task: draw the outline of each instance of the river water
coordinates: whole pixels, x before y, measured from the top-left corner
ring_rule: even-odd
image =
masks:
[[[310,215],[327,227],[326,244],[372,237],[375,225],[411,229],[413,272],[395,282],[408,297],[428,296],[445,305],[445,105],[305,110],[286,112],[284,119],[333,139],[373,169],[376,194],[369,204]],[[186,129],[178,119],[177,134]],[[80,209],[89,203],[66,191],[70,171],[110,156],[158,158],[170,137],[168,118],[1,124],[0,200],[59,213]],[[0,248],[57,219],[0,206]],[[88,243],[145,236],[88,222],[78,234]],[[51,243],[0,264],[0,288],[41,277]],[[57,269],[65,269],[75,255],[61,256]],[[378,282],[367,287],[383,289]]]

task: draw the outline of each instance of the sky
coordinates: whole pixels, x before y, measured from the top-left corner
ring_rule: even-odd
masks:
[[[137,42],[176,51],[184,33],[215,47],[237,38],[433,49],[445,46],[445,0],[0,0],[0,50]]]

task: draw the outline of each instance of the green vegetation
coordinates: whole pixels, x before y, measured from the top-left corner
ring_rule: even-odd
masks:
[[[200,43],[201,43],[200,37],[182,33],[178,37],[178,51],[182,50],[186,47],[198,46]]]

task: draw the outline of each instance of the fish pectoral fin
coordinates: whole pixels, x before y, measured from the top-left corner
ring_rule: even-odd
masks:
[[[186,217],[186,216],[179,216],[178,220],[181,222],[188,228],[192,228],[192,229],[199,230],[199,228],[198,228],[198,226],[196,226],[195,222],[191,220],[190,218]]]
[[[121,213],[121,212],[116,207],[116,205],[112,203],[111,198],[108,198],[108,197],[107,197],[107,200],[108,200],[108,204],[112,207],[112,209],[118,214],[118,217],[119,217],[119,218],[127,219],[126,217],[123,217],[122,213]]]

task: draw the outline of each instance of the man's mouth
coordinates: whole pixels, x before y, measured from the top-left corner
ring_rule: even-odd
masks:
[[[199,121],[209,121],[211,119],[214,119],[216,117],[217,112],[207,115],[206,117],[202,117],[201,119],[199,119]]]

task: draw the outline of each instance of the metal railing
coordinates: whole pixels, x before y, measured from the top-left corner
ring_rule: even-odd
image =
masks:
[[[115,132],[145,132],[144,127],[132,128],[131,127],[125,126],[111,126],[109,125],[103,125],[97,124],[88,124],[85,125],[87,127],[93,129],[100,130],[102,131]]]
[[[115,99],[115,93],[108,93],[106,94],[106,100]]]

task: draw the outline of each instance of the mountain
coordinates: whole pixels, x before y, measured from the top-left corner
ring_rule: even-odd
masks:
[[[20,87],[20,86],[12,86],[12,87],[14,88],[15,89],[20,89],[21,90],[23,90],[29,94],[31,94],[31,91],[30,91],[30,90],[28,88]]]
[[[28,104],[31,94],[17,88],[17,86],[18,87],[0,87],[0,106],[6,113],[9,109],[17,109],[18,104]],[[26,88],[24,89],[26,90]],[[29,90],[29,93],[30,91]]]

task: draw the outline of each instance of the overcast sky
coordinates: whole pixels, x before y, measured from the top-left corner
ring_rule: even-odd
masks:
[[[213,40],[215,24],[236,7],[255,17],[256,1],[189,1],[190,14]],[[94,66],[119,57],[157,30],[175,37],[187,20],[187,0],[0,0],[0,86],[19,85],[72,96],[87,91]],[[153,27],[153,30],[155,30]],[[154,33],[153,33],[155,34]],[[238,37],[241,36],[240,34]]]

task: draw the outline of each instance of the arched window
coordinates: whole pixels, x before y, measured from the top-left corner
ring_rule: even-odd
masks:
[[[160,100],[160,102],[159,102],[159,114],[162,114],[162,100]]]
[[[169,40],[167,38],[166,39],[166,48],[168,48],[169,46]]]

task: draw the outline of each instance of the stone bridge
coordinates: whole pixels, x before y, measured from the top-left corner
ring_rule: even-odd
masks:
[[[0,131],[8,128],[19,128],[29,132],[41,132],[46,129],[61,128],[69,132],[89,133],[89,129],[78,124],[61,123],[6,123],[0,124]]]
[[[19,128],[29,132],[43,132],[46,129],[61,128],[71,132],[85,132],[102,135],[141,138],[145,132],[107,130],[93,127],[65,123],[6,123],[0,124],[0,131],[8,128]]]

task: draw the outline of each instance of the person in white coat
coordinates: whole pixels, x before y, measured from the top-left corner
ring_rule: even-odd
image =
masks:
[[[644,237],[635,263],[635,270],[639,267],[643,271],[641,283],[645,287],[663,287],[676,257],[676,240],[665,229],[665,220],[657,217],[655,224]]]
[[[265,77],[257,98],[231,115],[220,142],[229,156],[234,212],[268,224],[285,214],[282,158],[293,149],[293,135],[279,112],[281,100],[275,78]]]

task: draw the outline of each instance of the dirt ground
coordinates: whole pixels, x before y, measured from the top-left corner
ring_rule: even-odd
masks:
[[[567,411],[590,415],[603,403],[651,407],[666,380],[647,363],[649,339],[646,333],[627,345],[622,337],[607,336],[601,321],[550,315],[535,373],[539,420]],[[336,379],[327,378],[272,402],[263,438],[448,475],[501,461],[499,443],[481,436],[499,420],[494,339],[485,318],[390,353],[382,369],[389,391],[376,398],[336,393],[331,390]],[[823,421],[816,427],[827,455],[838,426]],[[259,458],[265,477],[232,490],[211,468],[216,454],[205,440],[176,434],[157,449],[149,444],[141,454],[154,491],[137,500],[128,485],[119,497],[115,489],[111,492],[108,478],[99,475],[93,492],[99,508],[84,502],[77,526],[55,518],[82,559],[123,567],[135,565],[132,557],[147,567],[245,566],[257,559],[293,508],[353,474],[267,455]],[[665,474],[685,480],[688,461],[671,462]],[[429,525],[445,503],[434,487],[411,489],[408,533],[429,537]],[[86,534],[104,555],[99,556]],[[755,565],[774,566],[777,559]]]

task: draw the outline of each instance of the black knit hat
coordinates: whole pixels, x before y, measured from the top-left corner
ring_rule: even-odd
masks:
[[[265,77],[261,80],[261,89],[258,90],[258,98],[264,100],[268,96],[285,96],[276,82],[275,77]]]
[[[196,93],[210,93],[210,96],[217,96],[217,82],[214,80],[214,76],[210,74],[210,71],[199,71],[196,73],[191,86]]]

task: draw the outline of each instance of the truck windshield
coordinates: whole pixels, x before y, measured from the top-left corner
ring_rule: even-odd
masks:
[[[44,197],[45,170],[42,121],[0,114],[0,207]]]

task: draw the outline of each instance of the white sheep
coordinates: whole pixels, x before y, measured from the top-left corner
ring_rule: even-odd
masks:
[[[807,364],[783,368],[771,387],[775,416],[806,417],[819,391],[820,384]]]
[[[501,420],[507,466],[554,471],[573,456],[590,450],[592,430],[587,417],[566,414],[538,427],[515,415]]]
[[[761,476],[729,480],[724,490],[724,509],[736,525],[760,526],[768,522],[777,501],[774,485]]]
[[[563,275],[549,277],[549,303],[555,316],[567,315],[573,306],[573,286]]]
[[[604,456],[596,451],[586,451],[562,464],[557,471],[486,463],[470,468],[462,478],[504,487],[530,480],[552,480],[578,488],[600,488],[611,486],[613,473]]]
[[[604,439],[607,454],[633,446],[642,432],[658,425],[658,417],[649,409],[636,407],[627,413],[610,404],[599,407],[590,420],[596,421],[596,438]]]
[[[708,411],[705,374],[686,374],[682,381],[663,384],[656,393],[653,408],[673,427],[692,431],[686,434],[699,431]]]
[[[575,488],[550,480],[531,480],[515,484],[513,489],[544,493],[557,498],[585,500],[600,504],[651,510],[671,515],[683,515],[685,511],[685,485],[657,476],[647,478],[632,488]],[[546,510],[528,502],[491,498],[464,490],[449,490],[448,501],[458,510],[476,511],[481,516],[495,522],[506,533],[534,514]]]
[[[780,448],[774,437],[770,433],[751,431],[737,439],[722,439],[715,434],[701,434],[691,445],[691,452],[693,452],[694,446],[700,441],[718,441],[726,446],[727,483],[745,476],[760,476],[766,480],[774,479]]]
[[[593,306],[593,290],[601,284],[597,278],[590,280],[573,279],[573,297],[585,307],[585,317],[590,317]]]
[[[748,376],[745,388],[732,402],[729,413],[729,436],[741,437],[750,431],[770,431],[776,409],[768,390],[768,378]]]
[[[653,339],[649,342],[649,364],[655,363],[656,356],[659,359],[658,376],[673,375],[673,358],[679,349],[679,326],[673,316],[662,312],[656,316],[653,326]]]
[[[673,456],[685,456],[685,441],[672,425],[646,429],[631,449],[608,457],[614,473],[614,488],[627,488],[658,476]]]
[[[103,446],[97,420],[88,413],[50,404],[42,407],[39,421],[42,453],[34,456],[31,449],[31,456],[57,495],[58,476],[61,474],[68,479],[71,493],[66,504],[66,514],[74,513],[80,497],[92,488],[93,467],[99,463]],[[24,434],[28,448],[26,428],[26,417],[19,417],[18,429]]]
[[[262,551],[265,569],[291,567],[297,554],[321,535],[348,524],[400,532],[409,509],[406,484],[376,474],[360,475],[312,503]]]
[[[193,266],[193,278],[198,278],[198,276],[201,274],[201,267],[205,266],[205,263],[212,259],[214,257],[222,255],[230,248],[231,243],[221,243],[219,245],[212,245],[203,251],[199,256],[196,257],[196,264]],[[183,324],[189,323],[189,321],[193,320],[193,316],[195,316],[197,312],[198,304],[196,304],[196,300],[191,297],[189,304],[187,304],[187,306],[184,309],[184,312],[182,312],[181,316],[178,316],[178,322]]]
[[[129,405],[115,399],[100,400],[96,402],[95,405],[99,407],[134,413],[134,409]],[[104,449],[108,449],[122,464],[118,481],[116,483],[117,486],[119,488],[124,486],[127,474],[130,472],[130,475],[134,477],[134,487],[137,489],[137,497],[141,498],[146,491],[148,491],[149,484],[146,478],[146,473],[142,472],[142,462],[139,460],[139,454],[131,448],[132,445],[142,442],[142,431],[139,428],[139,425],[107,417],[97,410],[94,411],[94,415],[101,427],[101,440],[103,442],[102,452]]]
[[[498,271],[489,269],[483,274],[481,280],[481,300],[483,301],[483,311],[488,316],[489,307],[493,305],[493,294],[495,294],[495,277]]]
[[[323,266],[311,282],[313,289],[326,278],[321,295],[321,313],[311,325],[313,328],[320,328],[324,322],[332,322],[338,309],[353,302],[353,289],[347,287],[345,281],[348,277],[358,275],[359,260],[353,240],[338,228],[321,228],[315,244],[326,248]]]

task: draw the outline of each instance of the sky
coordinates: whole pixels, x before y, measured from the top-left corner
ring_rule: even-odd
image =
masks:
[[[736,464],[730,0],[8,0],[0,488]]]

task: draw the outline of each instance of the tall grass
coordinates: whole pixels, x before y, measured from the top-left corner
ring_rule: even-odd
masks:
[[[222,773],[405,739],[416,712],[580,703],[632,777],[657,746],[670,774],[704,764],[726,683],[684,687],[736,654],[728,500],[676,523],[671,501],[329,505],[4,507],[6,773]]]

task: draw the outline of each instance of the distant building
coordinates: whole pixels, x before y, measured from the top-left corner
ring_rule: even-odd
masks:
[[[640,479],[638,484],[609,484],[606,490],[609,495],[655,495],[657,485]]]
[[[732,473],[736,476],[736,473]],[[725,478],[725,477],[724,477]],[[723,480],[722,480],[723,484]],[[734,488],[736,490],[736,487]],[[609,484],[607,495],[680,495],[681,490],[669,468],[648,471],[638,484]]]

◇ ◇ ◇ ◇ ◇

Starting with the line that contains "task: draw the outline of each instance of the black" and going on through the line that contains "[[[44,197],[45,170],[42,121],[0,114],[0,207]]]", express only those items as a two-column CSV with the headers text and answer. Give one row per item, and put each value in a single quoted field with line breaks turned into spaces.

text,answer
"task: draw the outline of each instance of the black knit hat coordinates: whole pixels, x before y, measured from the top-left corner ring_rule: even-odd masks:","[[[265,77],[261,80],[261,89],[258,90],[258,98],[264,100],[268,96],[285,96],[276,82],[275,77]]] [[[196,93],[210,93],[210,96],[217,96],[217,82],[214,80],[214,76],[210,74],[210,71],[199,71],[196,73],[191,86]]]"
"task: draw the outline of each instance of the truck windshield coordinates: whole pixels, x before y, measured from the top-left corner ring_rule: even-odd masks:","[[[44,197],[45,170],[42,121],[0,114],[0,207]]]"